◆ Your instructions: Restate each of the lines given below, word for word.

◆ Source information:
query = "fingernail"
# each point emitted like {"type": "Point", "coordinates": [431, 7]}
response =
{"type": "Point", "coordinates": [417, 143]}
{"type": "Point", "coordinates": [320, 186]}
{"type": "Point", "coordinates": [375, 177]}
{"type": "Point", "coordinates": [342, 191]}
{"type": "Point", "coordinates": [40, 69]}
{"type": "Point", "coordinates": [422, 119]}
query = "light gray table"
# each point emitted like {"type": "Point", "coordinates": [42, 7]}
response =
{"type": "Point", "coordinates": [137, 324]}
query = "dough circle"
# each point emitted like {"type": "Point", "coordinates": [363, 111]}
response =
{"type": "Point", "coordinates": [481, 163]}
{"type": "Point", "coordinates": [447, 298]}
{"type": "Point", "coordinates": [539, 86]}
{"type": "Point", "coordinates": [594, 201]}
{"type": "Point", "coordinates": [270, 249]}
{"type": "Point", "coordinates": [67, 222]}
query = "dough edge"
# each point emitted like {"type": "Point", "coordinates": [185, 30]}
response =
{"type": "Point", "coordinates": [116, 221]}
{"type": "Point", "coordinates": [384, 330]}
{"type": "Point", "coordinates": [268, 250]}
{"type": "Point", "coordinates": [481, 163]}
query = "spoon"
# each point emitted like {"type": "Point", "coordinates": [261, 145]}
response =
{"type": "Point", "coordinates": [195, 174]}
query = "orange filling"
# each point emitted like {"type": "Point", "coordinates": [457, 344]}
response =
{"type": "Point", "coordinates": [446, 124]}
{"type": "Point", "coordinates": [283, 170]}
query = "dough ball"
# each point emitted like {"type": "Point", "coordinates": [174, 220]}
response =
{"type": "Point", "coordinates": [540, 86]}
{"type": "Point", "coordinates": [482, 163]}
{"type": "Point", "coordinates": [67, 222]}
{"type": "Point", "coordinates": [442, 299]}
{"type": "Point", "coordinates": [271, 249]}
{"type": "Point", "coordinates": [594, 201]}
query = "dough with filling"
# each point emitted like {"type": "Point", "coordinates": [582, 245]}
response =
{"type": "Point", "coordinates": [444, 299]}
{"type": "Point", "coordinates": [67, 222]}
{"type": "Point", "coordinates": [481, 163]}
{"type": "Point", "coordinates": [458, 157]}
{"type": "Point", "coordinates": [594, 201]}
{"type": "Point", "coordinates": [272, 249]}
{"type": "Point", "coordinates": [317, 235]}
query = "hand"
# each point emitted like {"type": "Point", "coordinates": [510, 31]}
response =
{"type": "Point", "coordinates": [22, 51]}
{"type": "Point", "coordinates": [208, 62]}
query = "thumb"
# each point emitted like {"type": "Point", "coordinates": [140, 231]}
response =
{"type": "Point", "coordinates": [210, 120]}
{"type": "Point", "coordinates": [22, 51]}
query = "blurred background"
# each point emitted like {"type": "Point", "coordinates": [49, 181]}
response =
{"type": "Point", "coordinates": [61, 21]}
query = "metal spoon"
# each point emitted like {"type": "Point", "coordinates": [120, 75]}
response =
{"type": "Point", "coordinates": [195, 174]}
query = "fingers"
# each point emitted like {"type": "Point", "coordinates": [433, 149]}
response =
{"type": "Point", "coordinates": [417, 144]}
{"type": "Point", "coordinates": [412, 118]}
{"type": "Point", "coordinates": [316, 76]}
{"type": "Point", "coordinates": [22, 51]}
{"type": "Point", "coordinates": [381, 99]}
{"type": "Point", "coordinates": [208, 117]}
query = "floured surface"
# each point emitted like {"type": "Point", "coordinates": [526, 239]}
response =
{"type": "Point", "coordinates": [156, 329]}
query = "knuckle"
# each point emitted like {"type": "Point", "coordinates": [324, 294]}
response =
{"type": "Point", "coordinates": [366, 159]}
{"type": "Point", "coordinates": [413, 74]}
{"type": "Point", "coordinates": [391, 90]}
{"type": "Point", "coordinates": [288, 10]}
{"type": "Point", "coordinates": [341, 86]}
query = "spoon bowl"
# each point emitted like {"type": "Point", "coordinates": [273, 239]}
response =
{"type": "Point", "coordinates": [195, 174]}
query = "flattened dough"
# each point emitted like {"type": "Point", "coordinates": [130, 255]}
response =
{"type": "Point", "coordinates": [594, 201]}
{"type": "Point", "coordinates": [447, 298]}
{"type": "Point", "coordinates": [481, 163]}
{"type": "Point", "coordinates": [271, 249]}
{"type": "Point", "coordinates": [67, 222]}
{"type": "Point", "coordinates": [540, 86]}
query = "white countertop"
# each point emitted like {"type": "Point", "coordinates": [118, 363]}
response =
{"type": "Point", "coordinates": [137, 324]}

◆ Finished exercise:
query = "fingernail"
# each point emitted like {"type": "Point", "coordinates": [431, 7]}
response =
{"type": "Point", "coordinates": [417, 143]}
{"type": "Point", "coordinates": [320, 186]}
{"type": "Point", "coordinates": [375, 177]}
{"type": "Point", "coordinates": [342, 191]}
{"type": "Point", "coordinates": [40, 69]}
{"type": "Point", "coordinates": [422, 119]}
query = "light gray table"
# each point emitted like {"type": "Point", "coordinates": [42, 7]}
response =
{"type": "Point", "coordinates": [137, 324]}
query = "dough circle"
# each point emitted like {"type": "Point", "coordinates": [363, 111]}
response =
{"type": "Point", "coordinates": [481, 163]}
{"type": "Point", "coordinates": [447, 298]}
{"type": "Point", "coordinates": [539, 86]}
{"type": "Point", "coordinates": [594, 201]}
{"type": "Point", "coordinates": [270, 249]}
{"type": "Point", "coordinates": [67, 222]}
query = "dough edge"
# each point emitted like {"type": "Point", "coordinates": [185, 30]}
response =
{"type": "Point", "coordinates": [116, 221]}
{"type": "Point", "coordinates": [384, 330]}
{"type": "Point", "coordinates": [268, 250]}
{"type": "Point", "coordinates": [481, 163]}
query = "spoon"
# each point emitted like {"type": "Point", "coordinates": [261, 145]}
response =
{"type": "Point", "coordinates": [195, 174]}
query = "orange filling"
# each point emitted like {"type": "Point", "coordinates": [457, 344]}
response =
{"type": "Point", "coordinates": [446, 124]}
{"type": "Point", "coordinates": [283, 170]}
query = "dough ball"
# each point emitted like {"type": "Point", "coordinates": [174, 220]}
response =
{"type": "Point", "coordinates": [540, 86]}
{"type": "Point", "coordinates": [482, 163]}
{"type": "Point", "coordinates": [67, 222]}
{"type": "Point", "coordinates": [442, 299]}
{"type": "Point", "coordinates": [271, 249]}
{"type": "Point", "coordinates": [594, 201]}
query = "dough with filling"
# each point emitted like {"type": "Point", "coordinates": [582, 245]}
response =
{"type": "Point", "coordinates": [444, 299]}
{"type": "Point", "coordinates": [67, 222]}
{"type": "Point", "coordinates": [481, 163]}
{"type": "Point", "coordinates": [458, 157]}
{"type": "Point", "coordinates": [594, 201]}
{"type": "Point", "coordinates": [272, 249]}
{"type": "Point", "coordinates": [317, 235]}
query = "hand"
# each point emitted like {"type": "Point", "coordinates": [510, 31]}
response =
{"type": "Point", "coordinates": [22, 51]}
{"type": "Point", "coordinates": [208, 62]}
query = "thumb"
# each point emitted like {"type": "Point", "coordinates": [140, 231]}
response =
{"type": "Point", "coordinates": [210, 120]}
{"type": "Point", "coordinates": [22, 51]}
query = "blurred background"
# each point emitted like {"type": "Point", "coordinates": [49, 181]}
response =
{"type": "Point", "coordinates": [61, 21]}
query = "metal spoon"
# each point emitted like {"type": "Point", "coordinates": [120, 75]}
response =
{"type": "Point", "coordinates": [195, 174]}
query = "fingers"
# each point emitted like {"type": "Point", "coordinates": [433, 149]}
response =
{"type": "Point", "coordinates": [417, 144]}
{"type": "Point", "coordinates": [412, 118]}
{"type": "Point", "coordinates": [316, 76]}
{"type": "Point", "coordinates": [22, 51]}
{"type": "Point", "coordinates": [381, 99]}
{"type": "Point", "coordinates": [208, 117]}
query = "floured surface"
# each point emitted like {"type": "Point", "coordinates": [526, 239]}
response =
{"type": "Point", "coordinates": [156, 329]}
query = "knuckle"
# each point emitted like {"type": "Point", "coordinates": [324, 294]}
response =
{"type": "Point", "coordinates": [366, 159]}
{"type": "Point", "coordinates": [413, 74]}
{"type": "Point", "coordinates": [391, 90]}
{"type": "Point", "coordinates": [288, 10]}
{"type": "Point", "coordinates": [341, 86]}
query = "spoon bowl"
# each point emitted like {"type": "Point", "coordinates": [273, 239]}
response =
{"type": "Point", "coordinates": [195, 174]}
query = "flattened dough"
# each point emitted like {"type": "Point", "coordinates": [130, 255]}
response =
{"type": "Point", "coordinates": [594, 201]}
{"type": "Point", "coordinates": [447, 298]}
{"type": "Point", "coordinates": [481, 163]}
{"type": "Point", "coordinates": [271, 249]}
{"type": "Point", "coordinates": [67, 222]}
{"type": "Point", "coordinates": [540, 86]}
query = "white countertop"
# each point emitted like {"type": "Point", "coordinates": [118, 363]}
response =
{"type": "Point", "coordinates": [137, 324]}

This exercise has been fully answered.